_Activity list_:
1 > List every TV show named in the Route 66 DVD post.
2 > Repeat word for word the part of the Route 66 DVD post from "If there is" to "of season 1.".

If there is a classic TV group I missed it. The second 1/2 of season 1 Route 66 has been butchered on DVD. I'm so pissed about this. We did buy the first half of season 1.


About 1/2 way down the page. Just under the Twilight Zone (classic) story.

http://classictvhistory.wordpress.com/category/uncategorized/

86 This 66: The TV Classic Route 66 Hits a Dead End on the Hi-Def Highway
February 14, 2008

Thus far I’ve refrained from turning this blog into a report on home video issues, even though I do keep tabs on them, because there are many other sites which perform that function ably. I’m also not fond of people who use their blogs as bully pulpits to harangue others less civilly than they would in person. But I’m suspending precedent and decorum today because I’m outraged by the offense that’s been committed against one of my favorite TV shows of the ’60s, Route 66.

Last week, a new collection of Route 66 episodes was released on DVD. This time, unlike in the preceding batch, every episode was shown in an incorrect aspect ratio that deletes a large swath of picture in a brutal effort to make the image conform to the dimensions of high definition TV sets. This has been tried by the studios before, when Warner Bros. released the first season of Kung Fu in faux widescreen. Outraged fans shamed the studio into correcting its mistake in subsequent volumes. But now it’s happening all over again, and to a TV classic far more important than Kung Fu.

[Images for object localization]

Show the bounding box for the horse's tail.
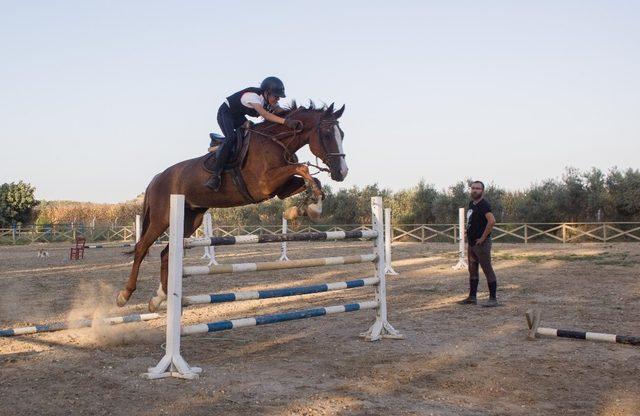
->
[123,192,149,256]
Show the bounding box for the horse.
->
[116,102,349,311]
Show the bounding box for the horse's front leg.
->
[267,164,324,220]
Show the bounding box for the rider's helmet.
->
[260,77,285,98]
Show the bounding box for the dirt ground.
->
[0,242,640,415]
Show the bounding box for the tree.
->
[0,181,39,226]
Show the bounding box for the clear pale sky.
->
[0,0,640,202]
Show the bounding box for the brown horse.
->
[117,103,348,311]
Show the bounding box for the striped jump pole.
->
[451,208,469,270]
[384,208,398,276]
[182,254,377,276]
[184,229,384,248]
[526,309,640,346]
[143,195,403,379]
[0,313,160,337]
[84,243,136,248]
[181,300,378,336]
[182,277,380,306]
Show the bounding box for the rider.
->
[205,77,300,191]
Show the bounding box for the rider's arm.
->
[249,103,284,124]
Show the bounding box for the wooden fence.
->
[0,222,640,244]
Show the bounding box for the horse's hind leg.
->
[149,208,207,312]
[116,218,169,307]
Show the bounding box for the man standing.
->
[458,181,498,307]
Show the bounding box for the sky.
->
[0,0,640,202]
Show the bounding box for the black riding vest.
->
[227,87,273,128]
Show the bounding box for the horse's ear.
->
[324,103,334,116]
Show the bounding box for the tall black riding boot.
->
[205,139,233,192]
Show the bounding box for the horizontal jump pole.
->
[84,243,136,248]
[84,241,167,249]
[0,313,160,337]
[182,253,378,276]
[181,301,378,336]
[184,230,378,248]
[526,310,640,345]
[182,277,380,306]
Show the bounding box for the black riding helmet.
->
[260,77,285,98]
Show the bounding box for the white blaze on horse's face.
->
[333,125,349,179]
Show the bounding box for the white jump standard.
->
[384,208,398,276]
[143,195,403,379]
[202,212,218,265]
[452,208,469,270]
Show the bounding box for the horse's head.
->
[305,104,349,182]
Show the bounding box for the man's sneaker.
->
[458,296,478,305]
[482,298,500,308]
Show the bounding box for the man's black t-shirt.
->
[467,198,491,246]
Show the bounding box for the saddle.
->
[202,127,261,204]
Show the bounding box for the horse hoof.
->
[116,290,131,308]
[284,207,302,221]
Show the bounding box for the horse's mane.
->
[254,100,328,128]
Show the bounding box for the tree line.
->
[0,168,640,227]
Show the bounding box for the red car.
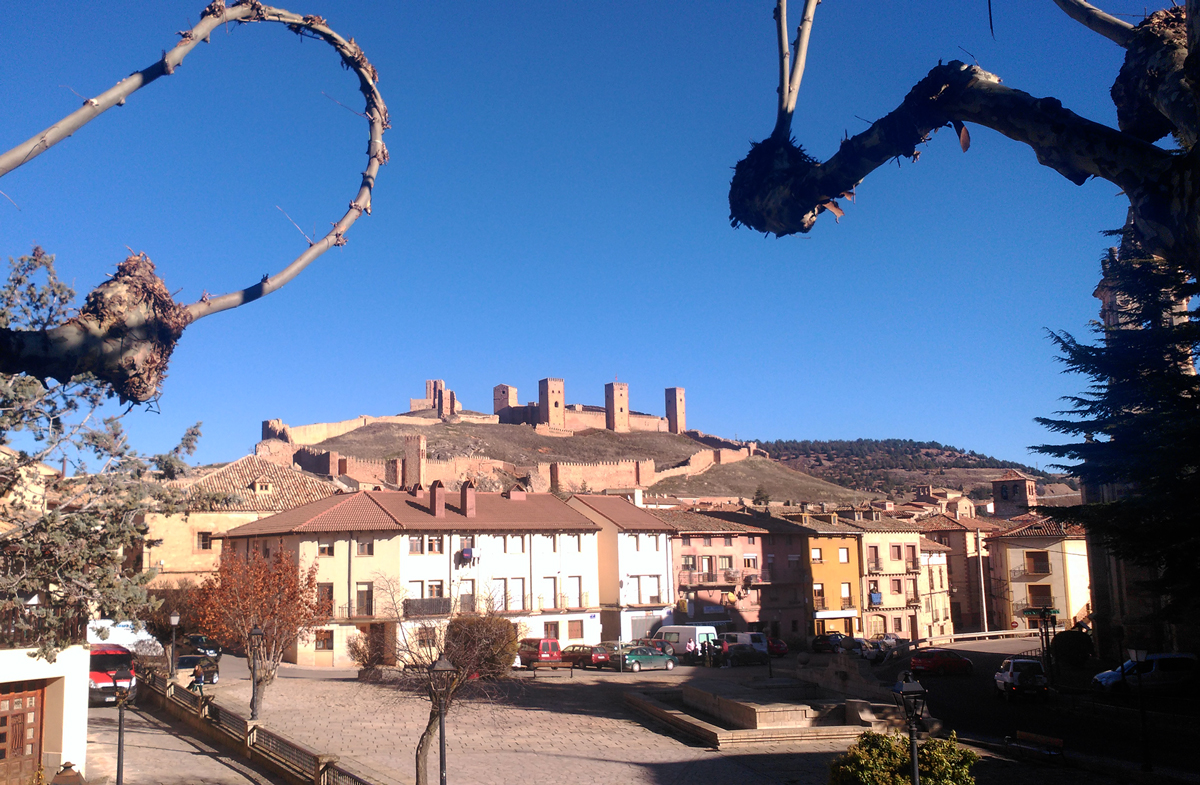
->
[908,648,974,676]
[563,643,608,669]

_Answers for the exercise_:
1 > Route 66, The Twilight Zone, Kung Fu

2 >
If there is a classic TV group I missed it. The second 1/2 of season 1 Route 66 has been butchered on DVD. I'm so pissed about this. We did buy the first half of season 1.